#### 記述課題 1:
記録のうち、「Every instance of the black trousers」を含む行で始まり「[(861, 365)]」を含む行で終わる部分を、「overcast sky」を「cloudy sky」に改め、ほかは一切変えずに示してください。

#### 掲載本文:
□ □ □

説明

バッテリ装置

【課題】屋外で利用した場合等に雨滴等の水がかかってしまってケースの内部に水が入ってしまうことがあったとしても、このケースの内部に水を溜めないようにケースの内部の排水性を高める。
【解決手段】ケース11には、ケース11の内と外とを貫通する第1排水孔28および第2排水孔68が設けられているので、このケース11の内部に水が入ってしまうことがあったとしても、このケース11の内部に水を、ケース11の内からケース11の外へ排水することができる。また、第1排水孔28は、係合構造51の下側に設定されているので、この係合構造51の下側におけるケース11の内部の排水性を高めることができる。また、第2排水孔68は、バッテリ装置10自体を置いた場合に最下部に位置する部分に設けられているので、水の自重を利用してバッテリ装置10の最下部からケース11の内部からケース11の外部に排水するのに有利となる。

【発明の詳細な説明】
【技術分野】
【0001】
本発明は、複数のバッテリパックを1つの電力源として電動工具本体に装着するバッテリ装置に関する。

□ □ □

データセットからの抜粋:
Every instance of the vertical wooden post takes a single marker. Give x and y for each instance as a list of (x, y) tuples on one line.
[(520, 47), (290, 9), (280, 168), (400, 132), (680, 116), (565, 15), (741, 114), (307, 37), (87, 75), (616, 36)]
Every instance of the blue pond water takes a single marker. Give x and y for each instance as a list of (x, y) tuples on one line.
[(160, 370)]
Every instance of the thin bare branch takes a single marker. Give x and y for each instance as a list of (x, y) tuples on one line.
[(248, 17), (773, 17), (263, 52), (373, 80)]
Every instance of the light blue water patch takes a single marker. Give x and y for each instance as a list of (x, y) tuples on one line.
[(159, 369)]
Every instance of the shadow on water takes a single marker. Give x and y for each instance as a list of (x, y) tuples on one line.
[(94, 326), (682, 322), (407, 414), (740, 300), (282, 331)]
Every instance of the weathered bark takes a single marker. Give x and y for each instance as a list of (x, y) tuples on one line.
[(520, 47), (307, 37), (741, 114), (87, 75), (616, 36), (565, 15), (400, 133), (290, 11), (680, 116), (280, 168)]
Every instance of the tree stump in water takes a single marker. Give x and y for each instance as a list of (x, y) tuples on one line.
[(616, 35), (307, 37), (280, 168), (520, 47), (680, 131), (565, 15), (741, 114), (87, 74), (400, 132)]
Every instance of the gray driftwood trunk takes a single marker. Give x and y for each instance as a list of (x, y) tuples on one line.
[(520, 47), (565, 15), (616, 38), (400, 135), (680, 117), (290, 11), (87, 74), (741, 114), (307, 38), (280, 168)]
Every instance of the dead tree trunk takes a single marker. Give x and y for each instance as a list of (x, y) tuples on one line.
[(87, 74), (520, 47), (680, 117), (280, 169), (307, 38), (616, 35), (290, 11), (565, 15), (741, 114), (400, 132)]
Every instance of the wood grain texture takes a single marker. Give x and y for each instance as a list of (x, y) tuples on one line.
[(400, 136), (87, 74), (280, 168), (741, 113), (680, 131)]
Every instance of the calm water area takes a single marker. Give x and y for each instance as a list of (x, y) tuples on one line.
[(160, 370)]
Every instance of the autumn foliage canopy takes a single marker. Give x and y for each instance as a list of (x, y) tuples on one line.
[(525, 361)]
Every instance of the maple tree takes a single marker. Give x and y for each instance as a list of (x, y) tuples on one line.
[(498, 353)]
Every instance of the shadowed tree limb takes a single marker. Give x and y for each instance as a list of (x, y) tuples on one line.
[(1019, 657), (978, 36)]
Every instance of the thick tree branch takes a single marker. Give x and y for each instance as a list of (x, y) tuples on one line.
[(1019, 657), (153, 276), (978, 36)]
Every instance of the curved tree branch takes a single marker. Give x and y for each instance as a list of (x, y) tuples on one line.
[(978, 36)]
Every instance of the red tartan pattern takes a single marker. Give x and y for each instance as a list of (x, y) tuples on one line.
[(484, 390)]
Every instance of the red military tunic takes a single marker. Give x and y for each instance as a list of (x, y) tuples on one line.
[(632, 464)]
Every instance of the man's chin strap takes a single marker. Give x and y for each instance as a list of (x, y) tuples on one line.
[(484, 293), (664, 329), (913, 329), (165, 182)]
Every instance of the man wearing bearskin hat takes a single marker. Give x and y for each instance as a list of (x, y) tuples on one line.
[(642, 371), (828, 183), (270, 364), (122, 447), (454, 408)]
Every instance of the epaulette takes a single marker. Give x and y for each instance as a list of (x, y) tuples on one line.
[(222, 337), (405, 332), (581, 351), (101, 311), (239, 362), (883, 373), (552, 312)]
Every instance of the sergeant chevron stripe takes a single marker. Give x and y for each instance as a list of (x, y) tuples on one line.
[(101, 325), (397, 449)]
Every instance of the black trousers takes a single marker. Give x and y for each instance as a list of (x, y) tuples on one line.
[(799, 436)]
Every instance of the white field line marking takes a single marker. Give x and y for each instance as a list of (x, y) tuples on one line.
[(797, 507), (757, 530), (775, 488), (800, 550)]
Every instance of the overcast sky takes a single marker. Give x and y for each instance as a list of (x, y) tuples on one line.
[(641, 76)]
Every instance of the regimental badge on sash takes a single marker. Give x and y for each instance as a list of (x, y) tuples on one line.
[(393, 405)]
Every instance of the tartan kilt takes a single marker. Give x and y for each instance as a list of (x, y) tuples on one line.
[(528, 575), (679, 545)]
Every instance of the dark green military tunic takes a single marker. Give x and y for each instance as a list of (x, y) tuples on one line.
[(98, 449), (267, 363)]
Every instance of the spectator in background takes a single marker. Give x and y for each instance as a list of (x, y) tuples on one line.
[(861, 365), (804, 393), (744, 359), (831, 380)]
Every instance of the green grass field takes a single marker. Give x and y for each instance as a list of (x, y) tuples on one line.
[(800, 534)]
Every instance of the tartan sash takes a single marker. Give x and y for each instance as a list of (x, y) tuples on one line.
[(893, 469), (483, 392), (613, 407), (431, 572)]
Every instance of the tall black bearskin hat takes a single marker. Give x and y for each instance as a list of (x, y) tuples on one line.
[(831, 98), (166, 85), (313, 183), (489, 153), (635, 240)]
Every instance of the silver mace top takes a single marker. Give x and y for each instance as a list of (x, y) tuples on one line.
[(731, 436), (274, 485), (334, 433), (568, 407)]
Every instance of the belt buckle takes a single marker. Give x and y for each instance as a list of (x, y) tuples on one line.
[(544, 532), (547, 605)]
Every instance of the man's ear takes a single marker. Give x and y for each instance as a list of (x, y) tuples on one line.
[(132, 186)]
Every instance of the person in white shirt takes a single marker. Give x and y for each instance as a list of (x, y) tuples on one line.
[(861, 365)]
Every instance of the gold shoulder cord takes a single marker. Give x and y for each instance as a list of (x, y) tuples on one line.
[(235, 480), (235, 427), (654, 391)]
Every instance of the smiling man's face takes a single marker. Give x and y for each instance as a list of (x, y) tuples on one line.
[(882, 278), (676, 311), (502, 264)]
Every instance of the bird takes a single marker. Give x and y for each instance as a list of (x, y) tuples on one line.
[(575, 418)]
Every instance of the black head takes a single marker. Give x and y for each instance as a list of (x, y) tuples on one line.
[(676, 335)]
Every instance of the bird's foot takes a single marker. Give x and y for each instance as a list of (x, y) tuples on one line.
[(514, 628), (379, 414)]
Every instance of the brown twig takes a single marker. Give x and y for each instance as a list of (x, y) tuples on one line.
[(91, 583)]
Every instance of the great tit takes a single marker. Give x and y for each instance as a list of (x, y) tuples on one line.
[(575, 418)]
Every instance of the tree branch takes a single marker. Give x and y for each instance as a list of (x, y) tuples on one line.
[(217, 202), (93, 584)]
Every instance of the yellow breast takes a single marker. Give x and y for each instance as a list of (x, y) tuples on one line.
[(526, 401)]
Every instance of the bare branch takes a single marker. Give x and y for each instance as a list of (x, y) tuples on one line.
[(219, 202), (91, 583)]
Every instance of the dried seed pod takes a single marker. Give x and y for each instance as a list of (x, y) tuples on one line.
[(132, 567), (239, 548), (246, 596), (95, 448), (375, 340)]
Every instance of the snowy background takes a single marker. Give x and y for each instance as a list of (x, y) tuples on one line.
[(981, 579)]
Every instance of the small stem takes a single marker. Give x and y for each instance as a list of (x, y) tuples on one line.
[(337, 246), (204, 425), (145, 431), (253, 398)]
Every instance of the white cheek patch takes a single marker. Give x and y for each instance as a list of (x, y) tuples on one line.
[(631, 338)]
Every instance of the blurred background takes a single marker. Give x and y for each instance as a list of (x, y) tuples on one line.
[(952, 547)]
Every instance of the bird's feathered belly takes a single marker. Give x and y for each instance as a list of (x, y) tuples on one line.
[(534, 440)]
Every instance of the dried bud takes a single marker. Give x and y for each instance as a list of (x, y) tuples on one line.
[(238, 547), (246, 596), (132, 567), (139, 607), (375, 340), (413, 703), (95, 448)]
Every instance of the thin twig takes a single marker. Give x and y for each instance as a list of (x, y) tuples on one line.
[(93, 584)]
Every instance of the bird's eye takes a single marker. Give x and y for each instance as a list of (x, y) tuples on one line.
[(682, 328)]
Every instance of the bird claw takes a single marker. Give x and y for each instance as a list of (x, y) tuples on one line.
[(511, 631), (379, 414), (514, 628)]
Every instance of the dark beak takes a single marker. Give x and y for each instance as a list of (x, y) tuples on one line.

□ □ □

#### 記述課題 2:
バッテリ装置に関する本文の続きを、示されている最後の文の後から書き進めてください。

#### 課題の出力 1:
Every instance of the black trousers takes a single marker. Give x and y for each instance as a list of (x, y) tuples on one line.
[(799, 436)]
Every instance of the white field line marking takes a single marker. Give x and y for each instance as a list of (x, y) tuples on one line.
[(797, 507), (757, 530), (775, 488), (800, 550)]
Every instance of the cloudy sky takes a single marker. Give x and y for each instance as a list of (x, y) tuples on one line.
[(641, 76)]
Every instance of the regimental badge on sash takes a single marker. Give x and y for each instance as a list of (x, y) tuples on one line.
[(393, 405)]
Every instance of the tartan kilt takes a single marker. Give x and y for each instance as a list of (x, y) tuples on one line.
[(528, 575), (679, 545)]
Every instance of the dark green military tunic takes a single marker. Give x and y for each instance as a list of (x, y) tuples on one line.
[(98, 449), (267, 363)]
Every instance of the spectator in background takes a single marker. Give x and y for each instance as a list of (x, y) tuples on one line.
[(861, 365), (804, 393), (744, 359), (831, 380)]
Every instance of the green grass field takes a single marker. Give x and y for each instance as a list of (x, y) tuples on one line.
[(800, 534)]
Every instance of the tartan sash takes a single marker. Give x and y for each instance as a list of (x, y) tuples on one line.
[(893, 469), (483, 392), (613, 407), (431, 572)]
Every instance of the tall black bearskin hat takes a single marker. Give x and y for each instance as a list of (x, y) tuples on one line.
[(831, 98), (166, 85), (313, 183), (489, 153), (635, 240)]
Every instance of the silver mace top takes a single marker. Give x and y for each instance as a list of (x, y) tuples on one line.
[(731, 436), (274, 485), (334, 433), (568, 407)]
Every instance of the belt buckle takes a single marker. Give x and y for each instance as a list of (x, y) tuples on one line.
[(544, 532), (547, 605)]
Every instance of the man's ear takes a single marker. Give x and y for each instance as a list of (x, y) tuples on one line.
[(132, 186)]
Every instance of the person in white shirt takes a single marker. Give x and y for each instance as a list of (x, y) tuples on one line.
[(861, 365)]

#### 課題の出力 2:
【背景技術】
【0002】
近年、コードレスで利用できる電動工具が知られている。このような電動工具は、工具として機能する電動工具本体に、電力源となる充電式のバッテリパックが装着されて構成される。このような充電式のバッテリパックにあっては、複数種類の電動工具本体の電力源として装着できるように共通規格化されている。つまり、この充電式のバッテリパックにあっては、複数種類の電動工具本体に装着できるように共通規格化されており、ユーザは、この共通規格化された充電式のバッテリパックを複数所有している場合が多い。なお、この充電式のバッテリパックとしては、例えば供給電圧が18Vに設定された18V仕様のバッテリパックが広く普及している。
他方、電動工具には、例えば芝刈機やチェーンソーのように供給電圧が36Vに設定される電動工具がある。このような電動工具には、広く普及する18V仕様のバッテリパックを装着して利用することができない。このため、このような電動工具にあっても18V仕様のバッテリパックを利用することができるように、36Vの供給電圧に変換するバッテリ装置が知られている(下記特許文献1参照)。下記特許文献1にて開示されるバッテリ装置は、2つのバッテリパックを1つの電力源として機能するように構成されている。このように構成されたバッテリ装置によれば、18V仕様のバッテリパックを36V仕様のバッテリパックのように扱うことができ、共通規格化されたバッテリパックのメリットを享受できる。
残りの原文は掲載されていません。